Your instructions:
Can you retype all of the records below word for word, with nothing changed?

*** Data lines ***

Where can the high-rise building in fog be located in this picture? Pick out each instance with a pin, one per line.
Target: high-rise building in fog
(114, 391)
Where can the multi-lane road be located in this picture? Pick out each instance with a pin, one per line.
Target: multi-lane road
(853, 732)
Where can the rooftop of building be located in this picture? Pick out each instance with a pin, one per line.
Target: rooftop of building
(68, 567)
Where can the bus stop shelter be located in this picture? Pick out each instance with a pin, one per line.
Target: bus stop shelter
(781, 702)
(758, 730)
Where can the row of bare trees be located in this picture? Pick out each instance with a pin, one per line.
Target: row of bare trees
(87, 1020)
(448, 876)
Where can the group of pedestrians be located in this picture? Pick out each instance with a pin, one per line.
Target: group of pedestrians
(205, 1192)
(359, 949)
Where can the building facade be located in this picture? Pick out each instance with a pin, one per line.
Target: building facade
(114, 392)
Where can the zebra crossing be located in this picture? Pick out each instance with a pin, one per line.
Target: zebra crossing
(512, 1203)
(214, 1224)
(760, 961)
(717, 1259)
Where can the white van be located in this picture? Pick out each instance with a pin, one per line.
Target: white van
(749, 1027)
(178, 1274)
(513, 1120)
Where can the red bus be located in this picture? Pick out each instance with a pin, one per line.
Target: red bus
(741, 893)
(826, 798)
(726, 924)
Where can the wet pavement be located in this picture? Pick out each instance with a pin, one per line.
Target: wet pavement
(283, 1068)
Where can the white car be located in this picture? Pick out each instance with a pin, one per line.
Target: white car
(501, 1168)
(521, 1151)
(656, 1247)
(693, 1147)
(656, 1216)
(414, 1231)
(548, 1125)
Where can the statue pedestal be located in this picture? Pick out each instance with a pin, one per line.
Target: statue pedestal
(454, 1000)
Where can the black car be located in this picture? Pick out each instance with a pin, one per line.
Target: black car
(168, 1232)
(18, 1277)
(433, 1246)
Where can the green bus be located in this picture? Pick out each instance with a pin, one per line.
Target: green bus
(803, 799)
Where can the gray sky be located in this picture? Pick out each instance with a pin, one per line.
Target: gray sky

***

Reply to the exercise:
Where can the high-rise building in fog be located in this picture? Pick out each instance with a pin, one per line.
Target: high-rise building in fog
(114, 391)
Where can the multi-lane road be located in this picture? Pick out each instance with a pin, one per line.
Target: multi-lane road
(853, 732)
Where can the rooftop of building be located in this picture? Pick out each instance with a pin, one per line.
Target: rooftop of building
(68, 567)
Where can the bus stop shelter be located in this picture? Pick out each instance with a pin, one per line.
Target: bus stop shelter
(781, 702)
(758, 730)
Where can the row of bare trees be located in this picture? Pick out each instance with a pin, one per line.
Target: row of bare trees
(87, 1020)
(448, 876)
Where can the group of pedestrians be located in this picture? Pick out each instance with a pin, one per line.
Target: group of pedestrians
(205, 1192)
(359, 949)
Where can the building facade be located in this picture? Pick out each instance with a pin, one per line.
Target: building facade
(114, 392)
Where can the zebra crossing be located in this picture? Pick out each instance with a pin, one per line.
Target: zebra crossing
(512, 1203)
(214, 1224)
(760, 961)
(717, 1259)
Where can the white van be located in this picture? Pick out each instance with a pin, one per line.
Target: white van
(749, 1027)
(178, 1274)
(513, 1120)
Where can the red bus be located in this picture? Pick out each instance with a pin, one per line.
Target: red bus
(741, 893)
(826, 798)
(726, 924)
Where can the wet pavement be located in this picture? Pick out each instance with a pin, one per line.
Target: wet pavement
(283, 1068)
Where can the white car be located in this picture? Pick out each instance with a pin, one per line.
Target: white car
(501, 1168)
(521, 1151)
(656, 1247)
(693, 1147)
(656, 1216)
(414, 1231)
(548, 1125)
Where can the statue pedestal be located in this picture? Pick out each instance with a pin, one per line.
Target: statue pedestal
(454, 1000)
Where can the black car be located in this picture? Pick out each instance with a pin, one per line.
Target: black car
(168, 1232)
(18, 1277)
(433, 1246)
Where can the green bus be located in this picture? Pick out each instance with a pin, one per line.
Target: green bus
(803, 799)
Where can the gray sky be located in this picture? Pick out each instance with a pin, one per line.
Target: gray sky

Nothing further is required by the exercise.